- [Given task A]: Using the post about a house flip below, decide whether each statement agrees with it: (i) The original contract was signed for $64k. (ii) The buyer was paying cash. (iii) The offer came in after the third showing. For each, answer yes or no and quote the words of the post that decide it.

- [Document passage]:
──────

Hi BP community, Im living a real life real estate nightmare on my first flip. So I just recently finished my first flip with my general contractor who i know personally from him remodeling my own personal residence, so i know he does good work. The total cost of the renovation was a little over $70k. We signed the original contract for $64k but as expected there were some overages one in particular was to address a drainage issue near the foundation of the home, so i agreed per his recommendation to have new drain tile installed on that side of the house. He said we may have to do drain tile on the other side of the house but he would let me know. So after installing the new drain-tile on the one side of the house and a new sump pump system in the basement, he left the walls open in the basement to check for water entry for a week. According to him he tested both sides by continuously running a water hose on both sides and we had quite a few rainstorms that week with no water entry according to him. So he made the decision that the water issue was solved and proceed to frame the walls and completely finish the basement remodel.
After the renovation was complete, the house passed the municipal final inspection, I gave my GC the final payment for the project and I listed the home myself because I hold a realtor license as well. I received a 98% offer off list price after my first showing, things couldn't be going any better. The buyer had their home inspection and only minor issues were uncovered which I had my GC handle quickly because the buyer was using a FHA loan and I know how anal they can be. So after the inspection repairs were made the only thing left was for the FHA appraisal. A few days before the appraisal was to be scheduled there was a bad rainstorm in the area. My G/C just so happened to go to the property the next day to tackle a quick repair and called me and told me there was some water in the basement but nothing major. When i went to inspect the property myself I noticed the water issue was more serious than expected. The entire carpet in the basement bedroom was damp and there were visible signs of water in several spots. The weather report showed that there would be more rain in the next coming days so me and my G/C decided we would see how bad the issue actually was at that point.
So needless to say, after returning to the property after the next rainstorms there was a large presence of water in the basement and it definitely is a major problem. I found out that the drain tile my contractor did install on the one side of the house probably was not done correctly and the way he handled the drainage on the other side after installing an egress window was probably done poorly as well. At this point I have to get the issue fixed and it will definitely be a major expense and potential kill the sale. When I asked my G/C how he would address the problem he only came up with quick patch up solutions which I know will not work and he is claiming there was no negligence on his part and i am responsible for it.
Has anyone ever faced a situation like this??? What do you believe are my options. Luckily for me I kept pretty good records of the transactions with me and my GC as far as the contracts with scope of work, draw payment receipts, payment ledgers, extra work requests and lien releases. Do I have a legitimate claim against my contractors surety bond for negligence? I mean, you would expect a licensed G/C tasked with a full basement remodel to address waterproofing a basement competently. What do I do??? This deal will make or break me!!!

──────

- [Provided entries]:

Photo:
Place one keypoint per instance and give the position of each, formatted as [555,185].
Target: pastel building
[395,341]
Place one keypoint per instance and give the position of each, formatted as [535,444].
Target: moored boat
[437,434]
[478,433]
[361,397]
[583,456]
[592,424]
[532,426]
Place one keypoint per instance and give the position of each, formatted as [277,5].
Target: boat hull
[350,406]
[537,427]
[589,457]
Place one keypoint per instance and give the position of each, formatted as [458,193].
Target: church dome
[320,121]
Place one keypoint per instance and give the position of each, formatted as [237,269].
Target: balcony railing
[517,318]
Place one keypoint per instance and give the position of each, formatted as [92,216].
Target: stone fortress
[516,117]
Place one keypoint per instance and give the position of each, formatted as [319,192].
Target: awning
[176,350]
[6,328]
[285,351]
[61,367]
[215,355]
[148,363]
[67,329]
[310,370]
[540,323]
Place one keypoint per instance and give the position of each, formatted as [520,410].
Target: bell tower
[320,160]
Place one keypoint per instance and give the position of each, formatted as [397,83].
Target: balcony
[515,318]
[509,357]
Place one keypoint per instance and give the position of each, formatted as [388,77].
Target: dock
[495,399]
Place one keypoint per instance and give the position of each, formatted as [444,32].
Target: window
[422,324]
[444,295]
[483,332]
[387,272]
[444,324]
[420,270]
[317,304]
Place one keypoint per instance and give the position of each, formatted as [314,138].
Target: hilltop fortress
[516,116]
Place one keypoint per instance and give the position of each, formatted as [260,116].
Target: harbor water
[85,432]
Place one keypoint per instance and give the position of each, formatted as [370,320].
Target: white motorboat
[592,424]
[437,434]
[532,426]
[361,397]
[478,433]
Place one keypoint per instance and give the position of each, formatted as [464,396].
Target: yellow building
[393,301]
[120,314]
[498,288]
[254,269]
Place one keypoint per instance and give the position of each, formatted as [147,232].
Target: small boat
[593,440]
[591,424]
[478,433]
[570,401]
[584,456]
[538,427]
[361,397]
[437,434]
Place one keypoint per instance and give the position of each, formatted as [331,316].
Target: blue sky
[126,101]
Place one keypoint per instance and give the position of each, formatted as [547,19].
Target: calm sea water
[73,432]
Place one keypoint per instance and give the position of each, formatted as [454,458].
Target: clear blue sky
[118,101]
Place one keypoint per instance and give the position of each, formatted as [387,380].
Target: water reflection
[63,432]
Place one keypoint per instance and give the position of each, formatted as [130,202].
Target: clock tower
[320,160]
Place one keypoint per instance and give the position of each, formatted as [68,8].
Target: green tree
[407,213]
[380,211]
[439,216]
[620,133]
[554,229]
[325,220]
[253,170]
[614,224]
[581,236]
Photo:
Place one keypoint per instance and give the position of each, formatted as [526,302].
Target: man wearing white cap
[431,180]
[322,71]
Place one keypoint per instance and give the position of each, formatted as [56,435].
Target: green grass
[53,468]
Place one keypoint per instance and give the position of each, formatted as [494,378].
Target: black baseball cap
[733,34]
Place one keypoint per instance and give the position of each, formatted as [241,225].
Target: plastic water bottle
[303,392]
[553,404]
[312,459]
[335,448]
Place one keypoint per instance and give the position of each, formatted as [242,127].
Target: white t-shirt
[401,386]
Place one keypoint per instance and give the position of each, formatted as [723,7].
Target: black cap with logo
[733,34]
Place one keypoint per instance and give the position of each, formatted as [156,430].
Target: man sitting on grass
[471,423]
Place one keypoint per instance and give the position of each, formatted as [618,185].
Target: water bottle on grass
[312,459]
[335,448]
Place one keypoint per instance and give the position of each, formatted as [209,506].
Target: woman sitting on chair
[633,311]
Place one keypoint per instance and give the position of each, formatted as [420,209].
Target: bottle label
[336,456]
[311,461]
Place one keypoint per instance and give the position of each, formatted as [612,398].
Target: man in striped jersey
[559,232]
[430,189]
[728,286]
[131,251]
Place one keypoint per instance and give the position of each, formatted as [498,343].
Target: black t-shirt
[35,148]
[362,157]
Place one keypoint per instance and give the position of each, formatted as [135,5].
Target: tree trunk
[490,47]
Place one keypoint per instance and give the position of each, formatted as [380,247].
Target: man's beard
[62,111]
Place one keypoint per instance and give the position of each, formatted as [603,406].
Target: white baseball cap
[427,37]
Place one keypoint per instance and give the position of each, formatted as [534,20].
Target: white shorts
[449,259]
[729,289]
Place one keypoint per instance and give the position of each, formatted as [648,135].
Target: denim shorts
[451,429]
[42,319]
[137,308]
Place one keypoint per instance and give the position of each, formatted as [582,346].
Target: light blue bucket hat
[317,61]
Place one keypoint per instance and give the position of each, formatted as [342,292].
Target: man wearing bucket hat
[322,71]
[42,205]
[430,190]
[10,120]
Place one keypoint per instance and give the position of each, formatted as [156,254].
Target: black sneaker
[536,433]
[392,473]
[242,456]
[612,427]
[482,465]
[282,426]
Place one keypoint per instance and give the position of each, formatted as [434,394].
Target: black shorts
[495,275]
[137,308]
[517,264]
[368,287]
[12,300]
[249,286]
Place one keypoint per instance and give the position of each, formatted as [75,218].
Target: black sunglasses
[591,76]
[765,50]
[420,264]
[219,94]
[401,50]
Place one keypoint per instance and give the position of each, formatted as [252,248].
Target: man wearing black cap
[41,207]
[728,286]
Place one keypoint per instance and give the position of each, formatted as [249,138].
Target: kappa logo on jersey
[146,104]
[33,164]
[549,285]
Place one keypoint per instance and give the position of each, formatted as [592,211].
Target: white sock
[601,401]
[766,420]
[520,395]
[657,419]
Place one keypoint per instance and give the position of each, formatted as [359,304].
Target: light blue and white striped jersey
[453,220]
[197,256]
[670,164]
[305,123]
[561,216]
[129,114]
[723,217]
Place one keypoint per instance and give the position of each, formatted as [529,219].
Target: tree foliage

──────

- [Given task B]: Report how many lines of the records contain the word "water", giving only the number.

- [Full output A]:
(i) Yes: "We signed the original contract for $64k"
(ii) No: "the buyer was using a FHA loan"
(iii) No: "I received a 98% offer off list price after my first showing"

- [Full output B]: 5